Excerpt to read:
- - -
Could Wales see a tax increase to pay for the care of the elderly?

Transformation: The social care system must adapt to the increasing number of people remaining in their homes rather than seeking residential care. Source: Pxfuel

By Lowri Pitcher

Earlier this month, Vaughan Gething, Minister for Health and Social Services in the Welsh Assembly, called for a change in the funding, quality and sustainability level of the social care system in Wales. 

Currently, the Welsh Government spends approximately £1.2 billion on social care per annum. Mr Gething called on politicians to “consider seriously the funding it [social care] requires and how we raise this” in regard to the cost of social care which is set to rise between £30m and £300m by 2023.

The Health Minister is seeking a consultation, due to start this summer, in order to assess the options available to the Government.  However, he claims that the “Government doesn’t have a fixed position. I think that’s really important because if we come out and say either a fixed or preferred position, lots of people would be cynical.
- - -
Stored data:
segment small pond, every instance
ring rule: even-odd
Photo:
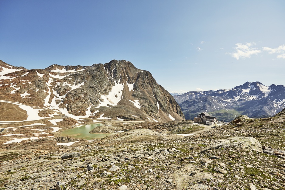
- - -
Work instruction: Write the next part of the article on paying for elderly care in Wales, picking up after its final sentence. The material has nothing to do with what you are asked to do here.

Task output:
“My aim is conversation in the summer and then in the autumn publish what people have told us. Then there are clear choices for parties to put to the public in the Assembly elections.”

There are many options which could help increase the capacity and quality of the current social care system, one of these is a tax rise.  

In 2018, economist, Professor Gerald Holtham, published a report commissioned by the Welsh Government examining the possible ways of reforming the system. The report cited a possible tax rise or a social care levy in order to bridge the gap between the demand and the services offered. 

In practice, this could mean an age-cohort related tax which would entail contributions ranging from 1% of income for those aged 20-30 up to 3% for those over 60. If a basic-rate income tax increase was decided on, regardless of age, the rate would have to be 1.5 per cent.

The report specifies that a ‘social care levy’ may be more acceptable than a general rise in income tax as “There is evidence that the public is readier to accept taxes that are hypothecated to purposes of which it approves.” 

The cost of social care in Wales

Unlike the NHS, social care provided by local councils is not always free at the point of service and is means-tested.This is leaving thousands of elderly people paying for home visits and care home residency fees. 

Currently, the costs of home visits by carers are capped at £90 a week with plans to increase this to £100 a week by 2021. According to LE Wales the number of people aged over 65 using non-residential care services will rise from 44,000 to 67,000 (53% increase) between 2013 and 2030.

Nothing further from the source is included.